= YOUR TASK =
The listing below should be copied in full, word for word.
:: SOURCE MATERIAL
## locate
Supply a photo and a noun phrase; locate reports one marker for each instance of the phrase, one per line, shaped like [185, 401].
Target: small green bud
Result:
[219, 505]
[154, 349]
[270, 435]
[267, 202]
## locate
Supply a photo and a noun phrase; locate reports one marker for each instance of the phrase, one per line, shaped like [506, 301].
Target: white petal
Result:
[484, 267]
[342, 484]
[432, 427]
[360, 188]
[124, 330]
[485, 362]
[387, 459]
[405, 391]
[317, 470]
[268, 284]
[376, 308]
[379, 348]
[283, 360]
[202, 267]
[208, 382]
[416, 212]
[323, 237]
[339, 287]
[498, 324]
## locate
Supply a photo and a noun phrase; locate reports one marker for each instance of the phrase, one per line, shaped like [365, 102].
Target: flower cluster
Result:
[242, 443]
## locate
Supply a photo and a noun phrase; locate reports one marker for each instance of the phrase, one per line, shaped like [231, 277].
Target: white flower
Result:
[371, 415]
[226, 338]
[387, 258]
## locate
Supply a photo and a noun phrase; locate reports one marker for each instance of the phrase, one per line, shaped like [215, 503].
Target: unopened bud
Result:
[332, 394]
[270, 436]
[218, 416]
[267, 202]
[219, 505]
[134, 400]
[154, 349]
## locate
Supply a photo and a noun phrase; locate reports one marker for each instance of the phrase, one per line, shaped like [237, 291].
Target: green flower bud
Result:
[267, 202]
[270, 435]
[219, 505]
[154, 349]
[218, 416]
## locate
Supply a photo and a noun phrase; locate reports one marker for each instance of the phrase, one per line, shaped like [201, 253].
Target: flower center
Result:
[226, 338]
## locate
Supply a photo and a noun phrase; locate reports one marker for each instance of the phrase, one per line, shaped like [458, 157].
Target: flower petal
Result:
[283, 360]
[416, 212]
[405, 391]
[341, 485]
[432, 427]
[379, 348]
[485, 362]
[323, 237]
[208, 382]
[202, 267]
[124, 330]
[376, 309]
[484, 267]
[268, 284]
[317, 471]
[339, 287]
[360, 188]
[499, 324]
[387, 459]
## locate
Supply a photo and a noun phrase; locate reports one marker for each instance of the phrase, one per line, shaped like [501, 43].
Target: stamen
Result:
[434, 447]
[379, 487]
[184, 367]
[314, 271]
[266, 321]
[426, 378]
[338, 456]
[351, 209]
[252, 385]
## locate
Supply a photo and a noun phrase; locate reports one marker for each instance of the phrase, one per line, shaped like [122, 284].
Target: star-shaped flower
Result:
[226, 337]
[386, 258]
::::
= FINAL RESULT =
## locate
Supply a photo and a noun phrase; locate reports one marker for each instance of the phrase, one per line, shaped like [185, 401].
Target: small green bud
Result:
[219, 505]
[154, 349]
[270, 435]
[267, 202]
## locate
Supply a photo and a noun phrase; locate reports one marker for each instance of the phrase, one per line, shaped like [506, 301].
Target: white petal
Result:
[484, 267]
[342, 484]
[432, 427]
[360, 188]
[124, 330]
[485, 362]
[387, 459]
[405, 391]
[317, 470]
[268, 284]
[376, 308]
[379, 348]
[283, 360]
[202, 267]
[208, 382]
[416, 212]
[323, 237]
[339, 287]
[498, 324]
## locate
Supply a photo and a noun phrase; locate reports one marker for each instance of the phrase, one per line, shaped like [365, 102].
Target: flower cluster
Result:
[242, 443]
## locate
Supply a photo and a noun phrase; locate reports one marker for each instance of the phrase, one per line, shaped like [231, 277].
Target: white flower
Result:
[371, 415]
[226, 338]
[387, 258]
## locate
Supply a photo and a noun phrase; locate reports one marker for each instance of the phrase, one per line, shaped like [215, 503].
Target: unopened bud
Result:
[332, 394]
[270, 436]
[218, 416]
[267, 202]
[219, 505]
[134, 400]
[154, 349]
## locate
Supply a photo and a noun phrase; locate reports one marker for each instance of the phrase, one per line, shaped like [237, 291].
Target: green flower bud
Result:
[267, 202]
[270, 435]
[219, 505]
[154, 349]
[218, 416]
## locate
Supply a photo and a noun phrase; locate reports one marker for each instance of the phrase, one per line, shaped like [201, 253].
Target: flower center
Result:
[226, 338]
## locate
Supply a photo and a noun phrase; locate reports one marker for each instance of the phrase, one per line, shaped like [458, 157].
Target: flower petal
Result:
[283, 360]
[416, 212]
[405, 391]
[341, 485]
[432, 427]
[379, 348]
[485, 362]
[323, 237]
[208, 382]
[202, 267]
[124, 330]
[376, 309]
[484, 267]
[268, 284]
[317, 471]
[339, 287]
[360, 188]
[499, 324]
[387, 459]
## locate
Supply a photo and a noun phrase; locate reports one marker for each instance of the phrase, one per line, shaped like [501, 43].
Target: stamen
Result:
[434, 447]
[379, 487]
[184, 367]
[314, 271]
[266, 321]
[426, 378]
[338, 456]
[351, 209]
[252, 385]
## locate
Supply a photo and a noun phrase; locate reports one marker for each instance of the phrase, one per line, shaped like [122, 284].
Target: star-shaped flower
Result:
[226, 337]
[386, 258]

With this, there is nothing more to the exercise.